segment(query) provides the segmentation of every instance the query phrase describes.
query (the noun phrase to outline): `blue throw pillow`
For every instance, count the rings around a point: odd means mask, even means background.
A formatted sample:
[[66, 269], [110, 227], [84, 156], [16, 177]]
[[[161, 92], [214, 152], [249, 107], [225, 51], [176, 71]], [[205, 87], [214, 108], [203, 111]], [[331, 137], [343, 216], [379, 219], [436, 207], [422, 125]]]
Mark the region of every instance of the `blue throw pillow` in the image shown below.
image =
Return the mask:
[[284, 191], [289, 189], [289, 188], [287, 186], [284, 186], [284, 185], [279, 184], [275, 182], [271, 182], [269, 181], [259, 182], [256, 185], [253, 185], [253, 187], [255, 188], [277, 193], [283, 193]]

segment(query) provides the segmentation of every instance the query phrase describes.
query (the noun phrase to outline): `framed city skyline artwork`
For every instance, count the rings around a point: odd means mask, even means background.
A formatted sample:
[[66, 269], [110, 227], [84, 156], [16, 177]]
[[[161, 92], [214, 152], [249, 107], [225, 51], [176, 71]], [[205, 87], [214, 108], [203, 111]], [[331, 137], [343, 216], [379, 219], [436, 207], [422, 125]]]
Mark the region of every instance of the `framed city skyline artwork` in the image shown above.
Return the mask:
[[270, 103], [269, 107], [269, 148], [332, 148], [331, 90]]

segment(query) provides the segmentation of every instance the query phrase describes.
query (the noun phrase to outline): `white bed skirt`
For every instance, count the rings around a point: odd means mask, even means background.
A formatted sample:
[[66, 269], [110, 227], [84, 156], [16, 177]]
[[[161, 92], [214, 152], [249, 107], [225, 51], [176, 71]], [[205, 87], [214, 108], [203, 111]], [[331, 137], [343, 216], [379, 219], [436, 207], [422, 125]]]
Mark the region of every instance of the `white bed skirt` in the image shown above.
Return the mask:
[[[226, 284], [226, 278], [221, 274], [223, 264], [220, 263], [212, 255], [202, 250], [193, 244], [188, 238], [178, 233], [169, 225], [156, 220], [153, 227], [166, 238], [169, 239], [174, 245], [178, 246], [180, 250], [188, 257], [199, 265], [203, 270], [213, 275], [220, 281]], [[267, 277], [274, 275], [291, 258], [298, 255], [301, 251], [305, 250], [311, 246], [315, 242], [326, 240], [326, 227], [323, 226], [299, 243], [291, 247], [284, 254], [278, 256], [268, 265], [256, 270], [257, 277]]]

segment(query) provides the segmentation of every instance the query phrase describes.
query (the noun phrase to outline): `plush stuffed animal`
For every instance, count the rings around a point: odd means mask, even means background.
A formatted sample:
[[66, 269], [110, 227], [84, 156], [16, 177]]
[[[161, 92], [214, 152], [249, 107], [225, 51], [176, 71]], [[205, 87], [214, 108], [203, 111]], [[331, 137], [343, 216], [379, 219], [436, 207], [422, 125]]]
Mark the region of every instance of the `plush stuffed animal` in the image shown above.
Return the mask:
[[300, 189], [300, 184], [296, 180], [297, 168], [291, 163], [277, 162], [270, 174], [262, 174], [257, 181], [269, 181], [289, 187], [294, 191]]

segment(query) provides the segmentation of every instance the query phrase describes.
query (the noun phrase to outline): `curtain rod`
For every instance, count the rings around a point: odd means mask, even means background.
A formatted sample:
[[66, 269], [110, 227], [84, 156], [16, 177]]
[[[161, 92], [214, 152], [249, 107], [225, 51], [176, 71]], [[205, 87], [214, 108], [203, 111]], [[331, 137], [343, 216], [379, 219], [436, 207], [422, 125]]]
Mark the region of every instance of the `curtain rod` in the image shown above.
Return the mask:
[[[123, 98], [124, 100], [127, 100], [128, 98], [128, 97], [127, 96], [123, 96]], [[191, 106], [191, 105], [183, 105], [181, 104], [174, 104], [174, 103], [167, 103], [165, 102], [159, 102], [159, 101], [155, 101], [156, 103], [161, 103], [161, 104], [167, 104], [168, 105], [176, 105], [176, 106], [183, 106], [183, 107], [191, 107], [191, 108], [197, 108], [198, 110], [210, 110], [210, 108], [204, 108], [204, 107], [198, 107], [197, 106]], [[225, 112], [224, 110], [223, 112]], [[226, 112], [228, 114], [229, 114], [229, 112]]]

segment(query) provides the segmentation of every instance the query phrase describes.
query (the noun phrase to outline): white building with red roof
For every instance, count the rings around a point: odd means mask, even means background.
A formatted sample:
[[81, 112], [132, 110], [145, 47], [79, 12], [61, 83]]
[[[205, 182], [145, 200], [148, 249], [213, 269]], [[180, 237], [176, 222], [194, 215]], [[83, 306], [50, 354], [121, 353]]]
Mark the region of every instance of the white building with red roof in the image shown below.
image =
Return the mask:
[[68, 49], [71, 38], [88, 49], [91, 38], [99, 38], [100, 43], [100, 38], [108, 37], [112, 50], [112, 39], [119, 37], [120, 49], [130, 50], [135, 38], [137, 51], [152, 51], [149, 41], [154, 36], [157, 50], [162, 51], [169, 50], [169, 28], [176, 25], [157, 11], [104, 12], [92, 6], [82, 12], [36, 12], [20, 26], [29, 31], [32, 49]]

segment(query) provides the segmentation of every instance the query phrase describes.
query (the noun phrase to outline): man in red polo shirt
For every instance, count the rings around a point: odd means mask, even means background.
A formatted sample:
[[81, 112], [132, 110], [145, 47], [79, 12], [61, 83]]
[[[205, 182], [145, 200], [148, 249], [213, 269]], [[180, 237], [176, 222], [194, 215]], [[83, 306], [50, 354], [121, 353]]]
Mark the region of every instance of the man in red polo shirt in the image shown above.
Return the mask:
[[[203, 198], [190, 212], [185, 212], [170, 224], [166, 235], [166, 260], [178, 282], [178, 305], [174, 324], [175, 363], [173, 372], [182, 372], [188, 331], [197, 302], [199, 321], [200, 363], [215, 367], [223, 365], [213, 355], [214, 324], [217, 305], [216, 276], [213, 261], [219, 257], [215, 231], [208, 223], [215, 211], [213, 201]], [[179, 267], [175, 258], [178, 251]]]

● The problem
Copy every one of the items above word for word, line by line, changing nothing.

● Result of the exercise
segment(query) provides the segmentation of every instance the query phrase describes.
query (the noun phrase to outline): `blue throw pillow`
For every instance, count the rings around a point: odd means mask, even means background.
A formatted sample:
[[66, 269], [110, 227], [84, 156], [16, 177]]
[[[161, 92], [214, 152], [249, 107], [225, 51], [176, 71]], [[205, 87], [214, 108], [203, 111]], [[331, 137], [343, 216], [379, 219], [436, 207], [422, 125]]]
Mark the region of every instance of the `blue throw pillow` in the image shown below.
image =
Return the mask:
[[284, 191], [289, 189], [289, 188], [287, 186], [284, 186], [284, 185], [279, 184], [275, 182], [271, 182], [269, 181], [259, 182], [256, 185], [253, 185], [253, 187], [255, 188], [277, 193], [283, 193]]

segment(query) provides the segmentation of every instance the query phrase describes.
query (the noun phrase to outline): `framed city skyline artwork`
For every instance, count the rings around a point: odd means mask, even means background.
A formatted sample:
[[66, 269], [110, 227], [84, 156], [16, 177]]
[[[161, 92], [214, 152], [249, 107], [225, 51], [176, 71]], [[205, 87], [214, 108], [203, 111]], [[331, 137], [343, 216], [379, 219], [436, 207], [422, 125]]]
Mark the region of every instance of the `framed city skyline artwork` in the image shown above.
Return the mask:
[[270, 103], [269, 107], [269, 148], [332, 148], [331, 90]]

segment(query) provides the segmentation of every instance the query phrase describes.
query (the noun phrase to outline): `white bed skirt`
For every instance, count the rings around a point: odd means mask, even means background.
A formatted sample:
[[66, 269], [110, 227], [84, 156], [16, 177]]
[[[161, 92], [214, 152], [249, 107], [225, 51], [176, 71]], [[205, 87], [214, 108], [203, 111]], [[331, 137], [343, 216], [379, 219], [436, 207], [422, 125]]]
Mark the region of every instance of the `white bed skirt` in the image shown above.
Return the mask:
[[[226, 284], [226, 278], [221, 274], [223, 264], [220, 263], [212, 255], [202, 250], [193, 244], [188, 238], [178, 233], [169, 225], [156, 220], [153, 227], [166, 238], [169, 239], [174, 245], [178, 246], [180, 250], [188, 257], [199, 265], [203, 270], [213, 275], [220, 281]], [[267, 277], [274, 275], [291, 258], [298, 255], [301, 251], [305, 250], [311, 246], [315, 242], [326, 240], [326, 227], [323, 226], [299, 243], [291, 247], [284, 254], [278, 256], [268, 265], [256, 270], [257, 277]]]

segment(query) provides the segmentation of every instance the query phrase describes.
query (the noun phrase to outline): `plush stuffed animal`
For every instance, count the rings around a point: odd means mask, even means background.
A formatted sample:
[[66, 269], [110, 227], [84, 156], [16, 177]]
[[[161, 92], [214, 152], [249, 107], [225, 51], [176, 71]], [[205, 87], [214, 108], [203, 111]], [[331, 137], [343, 216], [379, 219], [436, 207], [422, 125]]]
Mark the region of every instance of the `plush stuffed animal` in the image shown above.
Return the mask:
[[300, 189], [300, 184], [296, 180], [297, 168], [291, 163], [277, 162], [270, 174], [262, 174], [257, 181], [269, 181], [289, 187], [294, 191]]

segment(query) provides the segmentation of every instance the query phrase describes.
query (the noun phrase to outline): `curtain rod`
For every instance, count the rings around a point: odd means mask, even means background.
A formatted sample:
[[66, 269], [110, 227], [84, 156], [16, 177]]
[[[161, 92], [214, 152], [249, 107], [225, 51], [176, 71]], [[205, 87], [214, 108], [203, 111]], [[331, 137], [343, 216], [379, 219], [436, 207], [422, 125]]]
Mark the region of every instance of the `curtain rod` in the image shown above.
Return the mask:
[[[123, 98], [124, 100], [127, 100], [128, 98], [128, 97], [127, 96], [123, 96]], [[191, 106], [191, 105], [183, 105], [181, 104], [174, 104], [174, 103], [167, 103], [165, 102], [159, 102], [159, 101], [155, 101], [156, 103], [161, 103], [161, 104], [167, 104], [168, 105], [176, 105], [176, 106], [183, 106], [183, 107], [191, 107], [191, 108], [197, 108], [198, 110], [210, 110], [210, 108], [204, 108], [204, 107], [198, 107], [197, 106]], [[225, 112], [224, 110], [223, 112]], [[226, 112], [228, 114], [229, 114], [229, 112]]]

segment(query) provides the segmentation of every instance the query phrase describes.
query (the noun phrase to outline): white building with red roof
For every instance, count the rings around a point: odd means mask, even means background.
A formatted sample:
[[81, 112], [132, 110], [145, 47], [79, 12], [61, 83]]
[[[205, 182], [145, 200], [148, 249], [213, 269]], [[180, 237], [176, 222], [194, 215]], [[83, 306], [50, 354], [121, 353]]]
Mark the region of every instance of the white building with red roof in the image shown below.
image =
Return the mask:
[[68, 49], [71, 38], [88, 49], [91, 38], [99, 38], [100, 43], [100, 38], [108, 37], [112, 50], [112, 39], [119, 37], [120, 49], [130, 50], [135, 38], [137, 51], [152, 51], [149, 41], [154, 36], [157, 50], [162, 51], [169, 50], [169, 28], [176, 25], [157, 11], [104, 12], [92, 6], [82, 12], [36, 12], [20, 26], [29, 31], [32, 49]]

segment(query) provides the segmentation of every instance the query phrase describes.
query (the noun phrase to outline): man in red polo shirt
For every instance, count the rings around a point: odd means mask, even means background.
A formatted sample:
[[81, 112], [132, 110], [145, 47], [79, 12], [61, 83]]
[[[205, 182], [145, 200], [148, 249], [213, 269]], [[180, 237], [176, 222], [194, 215]], [[83, 306], [50, 354], [121, 353]]]
Mark the region of every instance of the man in red polo shirt in the image shown above.
Return the mask:
[[[203, 198], [190, 212], [185, 212], [170, 224], [166, 235], [166, 260], [178, 282], [178, 305], [174, 324], [175, 363], [173, 372], [182, 372], [188, 331], [197, 302], [199, 321], [200, 363], [215, 367], [223, 365], [213, 355], [214, 324], [217, 305], [216, 276], [213, 261], [219, 257], [215, 231], [208, 223], [215, 211], [213, 201]], [[179, 267], [175, 258], [178, 251]]]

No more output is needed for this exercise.